Il commento del direttore
Remo Vangelista
Un dato appare ormai certo in questo 2024 che ha segnato la definitiva conclusione dell’effetto ‘rebound’ post pandemia: a parte rare eccezioni, le compagnie aeree hanno visto ridursi considerevolmente la redditività. E questo dato peserà sui conti di fine anno e imporrà ai vettori, sia major sia low cost, di intervenire concentrandosi su nuove strategie d’attacco.
Il caso major
Fra le major, serpeggia l’inquietudine. Basti considerare i dati diffusi da Dbrs Morningstar, citati anche dal quotidiano economico La Tribune: nel secondo trimestre del 2024 Lufthansa, Air France-Klm e American Airlines hanno registrato una flessione del 30-40% a livello di profitti operativi rispetto allo stesso periodo del 2023. Dal canto suo, il gruppo Iag è rimasto stabile mentre United Airlines rappresenta un caso controcorrente, trovandosi a chiudere con il segno più.
Allarme low cost
Se il quadro generale evidenziato dai conti dei vettori di linea appare critico, come già segnalato su questa agenzia di stampa (link), quello dei vettori low cost è allarmante.

Dati:
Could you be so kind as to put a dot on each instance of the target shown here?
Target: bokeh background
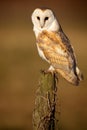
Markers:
(20, 64)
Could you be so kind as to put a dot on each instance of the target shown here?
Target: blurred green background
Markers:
(20, 64)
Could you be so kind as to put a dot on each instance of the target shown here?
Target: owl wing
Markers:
(57, 50)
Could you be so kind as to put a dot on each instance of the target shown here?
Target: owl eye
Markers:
(46, 18)
(38, 17)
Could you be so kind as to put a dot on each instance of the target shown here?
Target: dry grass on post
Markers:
(44, 114)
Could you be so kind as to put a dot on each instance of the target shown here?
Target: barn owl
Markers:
(54, 46)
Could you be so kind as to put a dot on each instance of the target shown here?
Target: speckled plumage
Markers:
(54, 46)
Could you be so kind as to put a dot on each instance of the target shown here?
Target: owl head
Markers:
(44, 19)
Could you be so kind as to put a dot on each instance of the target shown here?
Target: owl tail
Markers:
(71, 76)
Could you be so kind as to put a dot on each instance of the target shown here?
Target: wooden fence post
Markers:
(45, 103)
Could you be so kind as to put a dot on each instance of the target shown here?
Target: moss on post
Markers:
(45, 103)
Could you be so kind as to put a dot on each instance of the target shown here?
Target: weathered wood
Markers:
(45, 103)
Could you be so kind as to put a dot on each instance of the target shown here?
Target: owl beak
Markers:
(42, 24)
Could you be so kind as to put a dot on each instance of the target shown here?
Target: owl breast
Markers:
(41, 54)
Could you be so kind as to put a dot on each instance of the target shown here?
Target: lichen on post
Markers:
(45, 103)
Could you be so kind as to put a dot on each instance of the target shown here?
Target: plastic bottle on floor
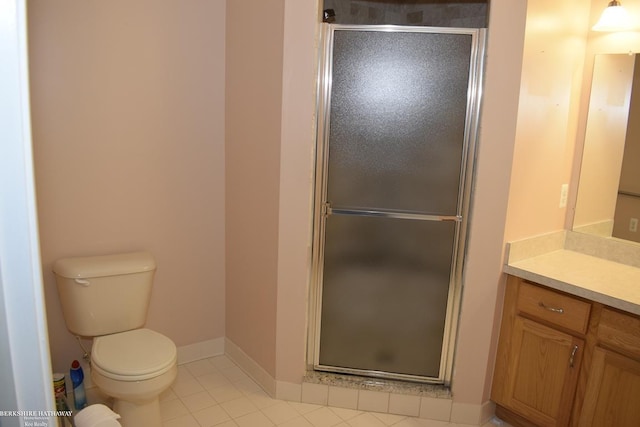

» **COMPITI DA SVOLGERE**
1: Secondo il commento del direttore, quale compagnia aerea ha chiuso il secondo trimestre del 2024 con il segno più?
2: Nel commento del direttore, riscrivi il tratto che va da "Allarme low cost" fino a "cost è allarmante.", sostituendo "allarmante" con "preoccupante".

» **RISPOSTE IN ORDINE**
1: United Airlines.

2:
Allarme low cost
Se il quadro generale evidenziato dai conti dei vettori di linea appare critico, come già segnalato su questa agenzia di stampa (link), quello dei vettori low cost è preoccupante.